▶ **TEXT PASSAGE**
● ● ● ● ●

Feeling overwhelmed with weighing all the risks of a pandemic? We don’t have to depend on contemporary understanding alone. Christians can use their beliefs to drive an approach to danger, starting with the conviction that our Father is sovereign. Christ our Savior created all things, and moment-by-moment, he sustains the created order. Here’s a simple eight-point Theology of Risk that can help us weigh responsibility and opportunity in a time of uncertainty.
- God invites us to be stewards of resources, not risk-avoiders.
The desire for personal security and safety does not control us. We are already secure in our Lord. Until he returns, the world will be a dangerous place. In the parable of the talents, the risk-averse servant loses his stewardship.
- God offers us wisdom in our planning and choices.
Scriptural examples guide us. In Matthew 10 and 28, Luke 10 and 22, Jesus taught his disciples how to deal with danger. They used tactics of vigilance, evasion and escape as well as boldness, confrontation and defiance.
- Jesus sends us into danger.
The way he put it was “as sheep among wolves.” His strategy for us in that reality comes in the same verse. We are to be like the serpent and the dove–shrewd while innocent, smart while pure.
- Disciples are authorized to prepare modest deterrents.
Two swords were enough for 12 disciples, for instance. With Christ’s power we can deter harm and defend the treasures over which we have stewardship.
- Death is sometimes service.

● ● ● ● ●

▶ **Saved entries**
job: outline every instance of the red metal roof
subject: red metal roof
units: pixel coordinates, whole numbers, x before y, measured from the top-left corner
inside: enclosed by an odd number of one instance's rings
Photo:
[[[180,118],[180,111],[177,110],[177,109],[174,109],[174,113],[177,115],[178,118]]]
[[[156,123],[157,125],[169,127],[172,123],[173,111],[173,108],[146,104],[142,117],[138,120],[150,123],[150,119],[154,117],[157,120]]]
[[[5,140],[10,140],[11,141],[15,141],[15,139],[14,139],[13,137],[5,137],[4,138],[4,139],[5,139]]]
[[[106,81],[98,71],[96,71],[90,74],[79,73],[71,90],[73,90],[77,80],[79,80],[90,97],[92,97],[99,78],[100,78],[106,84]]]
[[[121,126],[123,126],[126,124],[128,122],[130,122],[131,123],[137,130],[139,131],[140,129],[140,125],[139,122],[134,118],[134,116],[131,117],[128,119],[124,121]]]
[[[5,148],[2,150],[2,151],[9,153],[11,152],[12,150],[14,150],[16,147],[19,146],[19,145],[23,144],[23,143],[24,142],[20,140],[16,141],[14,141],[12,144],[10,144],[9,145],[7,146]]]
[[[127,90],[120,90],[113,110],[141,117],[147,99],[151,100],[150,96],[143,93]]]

● ● ● ● ●

▶ **PROBLEMS TO SOLVE**
a – Reproduce the part of the theology of risk text that begins at the words "- God offers" and stops after the words "is sometimes service.".
b – List the tactics that the theology of risk text says the disciples used to deal with danger.

▶ **REPLIES**
a –
- God offers us wisdom in our planning and choices.
Scriptural examples guide us. In Matthew 10 and 28, Luke 10 and 22, Jesus taught his disciples how to deal with danger. They used tactics of vigilance, evasion and escape as well as boldness, confrontation and defiance.
- Jesus sends us into danger.
The way he put it was “as sheep among wolves.” His strategy for us in that reality comes in the same verse. We are to be like the serpent and the dove–shrewd while innocent, smart while pure.
- Disciples are authorized to prepare modest deterrents.
Two swords were enough for 12 disciples, for instance. With Christ’s power we can deter harm and defend the treasures over which we have stewardship.
- Death is sometimes service.

b – vigilance, evasion, escape, boldness, confrontation, defiance